◆ Provided text:
============================================================

Thread: random generated string matching index in inexplicable ways
PROBLEM: Strings or characters generated by any random function (including pg_crypto gen_random_bytes) are matching a string/char index in surprising ways. Reduced down to its simplest example: -- use random 0 or 1, plus 65, to get 'A' or 'B' # SELECT chr(round(random())::int + 65); chr ----- B (1 row) # SELECT chr(round(random())::int + 65); chr ----- A (1 row) -- simple table for matching: CREATE TABLE x( y char(1) primary key ); INSERT INTO x(y) VALUES ('A'); INSERT INTO x(y) VALUES ('B'); -- if I query 'A' or 'B' it works as expected # SELECT y FROM x WHERE y = 'A'; y --- A (1 row) # SELECT y FROM x WHERE y = 'B'; y --- B (1 row) -- if we use random-generated 'A' or 'B', things get inexplicable # SELECT y FROM x WHERE y = chr(round(random())::int + 65); y --- A B (2 rows) # SELECT y FROM x WHERE y = chr(round(random())::int + 65); y --- (0 rows) # SELECT y FROM x WHERE y = chr(round(random())::int + 65); y --- B (1 row) I've been wrestling with this for hours. Any suggestions? Thank you.
> On 7 May 2019, at 13:53, Myles Miller <pg@q7r7.com> wrote: > > PROBLEM: > Strings or characters generated by any random function (including pg_crypto > gen_random_bytes) are matching a string/char index in surprising ways. I fail to see anything surprising in your examples. > Reduced down to its simplest example: (…) > -- if we use random-generated 'A' or 'B', things get inexplicable > > # SELECT y FROM x WHERE y = chr(round(random())::int + 65); > y > --- > A > B > (2 rows) Here you got a random value in the lower range of 0..1 for the record with value ‘A’, so that’s a match, and one in the higherrange for value ‘B’, a match again, so you get 2 rows. > > # SELECT y FROM x WHERE y = chr(round(random())::int + 65); > y > --- > (0 rows) Here you got a random value in the higher range for the record with value ‘A’, so no match, and one in the lower range forvalue ‘B’, no match again, so you get 0 rows. > # SELECT y FROM x WHERE y = chr(round(random())::int + 65); > y > --- > B > (1 row) Here you got two random values in the higher range, so only the row with ‘B’ matches. You could also get two random values in the lower range and only get a match against ‘A’. Regards, Alban Hertroys -- If you can't see the forest for the trees, cut the trees and you'll find there is no forest.

============================================================

◆ Data excerpt:
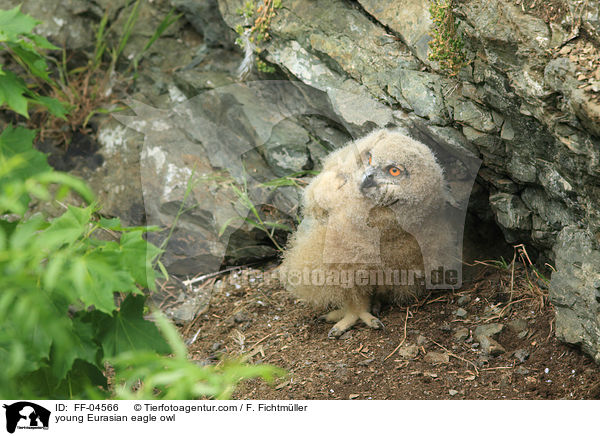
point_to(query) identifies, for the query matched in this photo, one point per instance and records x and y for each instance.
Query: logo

============================================================

◆ Tasks:
A – In the thread about random strings, which function besides random does the first post name as also causing the problem?
B – Name every function that is called in the SQL statements of the thread about random strings.
The listing has no part in this work.

◆ Outputs in order:
A – pg_crypto gen_random_bytes

B – chr, round, random